* **WRITTEN TASK**: Write out every line of the data below with no changes at all.

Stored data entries

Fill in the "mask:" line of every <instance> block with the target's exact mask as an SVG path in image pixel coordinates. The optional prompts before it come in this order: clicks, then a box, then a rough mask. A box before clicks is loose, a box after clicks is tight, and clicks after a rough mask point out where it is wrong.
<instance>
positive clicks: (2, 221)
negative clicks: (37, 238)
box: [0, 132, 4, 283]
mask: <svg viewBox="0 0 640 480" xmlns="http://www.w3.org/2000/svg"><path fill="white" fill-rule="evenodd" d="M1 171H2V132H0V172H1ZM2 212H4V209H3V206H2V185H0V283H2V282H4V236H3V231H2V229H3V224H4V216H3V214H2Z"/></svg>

* **ANSWER SECTION**:
Fill in the "mask:" line of every <instance> block with the target's exact mask as an SVG path in image pixel coordinates. The optional prompts before it come in this order: clicks, then a box, then a rough mask. A box before clicks is loose, a box after clicks is tight, and clicks after a rough mask point out where it is wrong.
<instance>
positive clicks: (2, 221)
negative clicks: (37, 238)
box: [0, 132, 4, 283]
mask: <svg viewBox="0 0 640 480" xmlns="http://www.w3.org/2000/svg"><path fill="white" fill-rule="evenodd" d="M1 171H2V132H0V172H1ZM2 212H4V209H3V206H2V185H0V283H2V282H4V236H3V231H2V229H3V224H4V216H3V214H2Z"/></svg>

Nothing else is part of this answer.